**The task**
Please put every line of the entries below into a JSON list of strings, one string per line, and leave out any blank lines.
------------------------------------
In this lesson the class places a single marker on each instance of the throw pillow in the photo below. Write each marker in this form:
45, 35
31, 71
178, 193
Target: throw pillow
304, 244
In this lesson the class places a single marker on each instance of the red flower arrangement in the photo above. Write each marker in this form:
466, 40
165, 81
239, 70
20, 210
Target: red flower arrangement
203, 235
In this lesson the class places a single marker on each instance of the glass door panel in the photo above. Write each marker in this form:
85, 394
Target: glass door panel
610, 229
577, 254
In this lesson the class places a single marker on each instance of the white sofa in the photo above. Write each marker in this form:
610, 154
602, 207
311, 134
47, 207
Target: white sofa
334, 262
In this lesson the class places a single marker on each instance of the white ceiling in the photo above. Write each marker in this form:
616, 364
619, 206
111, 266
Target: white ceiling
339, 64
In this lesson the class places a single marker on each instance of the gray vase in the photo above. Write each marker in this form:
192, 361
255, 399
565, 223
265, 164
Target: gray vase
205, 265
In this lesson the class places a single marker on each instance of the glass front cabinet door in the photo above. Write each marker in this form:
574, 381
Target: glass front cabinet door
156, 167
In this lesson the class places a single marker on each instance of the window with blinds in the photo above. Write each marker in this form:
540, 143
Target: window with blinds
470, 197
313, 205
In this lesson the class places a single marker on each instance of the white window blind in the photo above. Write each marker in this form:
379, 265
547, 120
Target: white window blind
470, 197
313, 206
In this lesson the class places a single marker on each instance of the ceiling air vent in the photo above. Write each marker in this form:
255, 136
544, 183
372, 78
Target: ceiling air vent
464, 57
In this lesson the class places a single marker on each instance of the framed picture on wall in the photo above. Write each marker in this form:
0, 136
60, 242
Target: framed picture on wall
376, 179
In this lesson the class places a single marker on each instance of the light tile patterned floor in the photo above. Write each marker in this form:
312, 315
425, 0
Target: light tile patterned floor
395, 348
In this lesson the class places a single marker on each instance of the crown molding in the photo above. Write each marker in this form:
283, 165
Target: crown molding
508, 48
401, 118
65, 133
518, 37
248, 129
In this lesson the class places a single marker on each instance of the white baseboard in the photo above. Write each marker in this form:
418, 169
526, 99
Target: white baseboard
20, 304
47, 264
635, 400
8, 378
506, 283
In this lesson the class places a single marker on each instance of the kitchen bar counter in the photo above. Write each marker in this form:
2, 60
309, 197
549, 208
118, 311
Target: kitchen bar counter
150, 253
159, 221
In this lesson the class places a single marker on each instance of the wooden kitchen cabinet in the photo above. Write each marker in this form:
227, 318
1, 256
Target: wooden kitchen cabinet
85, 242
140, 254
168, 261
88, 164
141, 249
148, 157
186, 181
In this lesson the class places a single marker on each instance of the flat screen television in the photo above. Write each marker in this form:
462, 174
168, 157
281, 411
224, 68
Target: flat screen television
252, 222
------------------------------------
**The solution**
[
  "In this lesson the class places a single marker on each instance of the throw pillow in the photo below. Write each marker in this form:",
  "45, 35",
  "31, 71",
  "178, 193",
  "Target: throw pillow",
  "304, 244",
  "In this lesson the class places a single marker on each instance of the red flower arrangement in the photo above. Write each marker in this form:",
  "466, 40",
  "165, 81",
  "239, 70",
  "20, 210",
  "Target: red flower arrangement",
  "203, 235",
  "In this lesson the class places a single marker on each instance of the glass door panel in the photo above. Write each marker in this form:",
  "85, 394",
  "Target: glass door panel",
  "610, 229",
  "577, 254",
  "In this lesson the class places a single marker on each instance of the white sofa in the photo above. Write each marker in this form:",
  "610, 154",
  "602, 207",
  "311, 134",
  "47, 207",
  "Target: white sofa",
  "334, 262",
  "In this lesson the class places a single marker on each instance of the white ceiling in the photo above. Write each marker in this form:",
  "616, 364",
  "619, 206",
  "111, 266",
  "Target: white ceiling",
  "339, 64",
  "In this lesson the class places a single marker on each instance of the gray vase in the photo above. Write each marker in this form:",
  "192, 361",
  "255, 399",
  "565, 223",
  "265, 164",
  "Target: gray vase",
  "205, 265",
  "In this lesson the class places a single marker on each instance of the glass front cabinet door in the photo above. Write each marker in this form:",
  "574, 381",
  "Target: glass front cabinet door",
  "156, 167",
  "In this lesson the class places a single marker on each instance of the window with blinds in the photo above. Write each marker in this form:",
  "540, 143",
  "Target: window with blinds",
  "470, 197",
  "313, 205",
  "In this lesson the class places a single marker on each instance of the white window blind in the photo above. Write each marker in this form:",
  "379, 265",
  "547, 120",
  "Target: white window blind",
  "470, 197",
  "313, 206",
  "In this lesson the class places a single marker on each instance of the ceiling air vent in the photo above. Write each marker in this form:",
  "255, 136",
  "544, 183",
  "372, 78",
  "Target: ceiling air vent",
  "464, 57",
  "In this lesson the class places a single marker on each instance of the framed picture on wall in the photo above. Write each marker in this form:",
  "0, 136",
  "60, 242",
  "Target: framed picture on wall",
  "376, 179",
  "In this lesson the class places a single marker on each instance of the light tile patterned floor in the photo above. Write each marker in this form:",
  "312, 315",
  "425, 0",
  "Target: light tile patterned floor",
  "395, 348",
  "In this lesson the class places a single marker on each instance of the crown molding in the photo above. Write each marker in this form:",
  "283, 165",
  "Target: crown molding",
  "508, 48",
  "401, 118",
  "65, 133",
  "518, 37",
  "248, 129",
  "In this lesson the class places a single marker on each instance of the white baseboard in the photo above. Write each marker in this form:",
  "418, 169",
  "526, 99",
  "Target: white baseboard",
  "20, 304",
  "47, 264",
  "635, 400",
  "8, 378",
  "506, 283",
  "In this lesson the class places a single marker on each instance of the kitchen bar counter in the photo above. Write each marker in this form:",
  "2, 60",
  "309, 197",
  "549, 208",
  "118, 311",
  "Target: kitchen bar counter",
  "150, 253",
  "159, 221",
  "In this lesson the class places a single marker on each instance of the wooden kitchen cabinet in the photo above. Write each marker in this form:",
  "227, 318",
  "1, 256",
  "Target: wooden kitchen cabinet",
  "85, 242",
  "140, 254",
  "168, 261",
  "88, 164",
  "141, 249",
  "148, 157",
  "186, 181",
  "In this lesson the class places a single marker on each instance of the flat screen television in the photo above. Write each marker in this form:",
  "462, 174",
  "168, 157",
  "281, 411",
  "224, 68",
  "Target: flat screen television",
  "252, 222"
]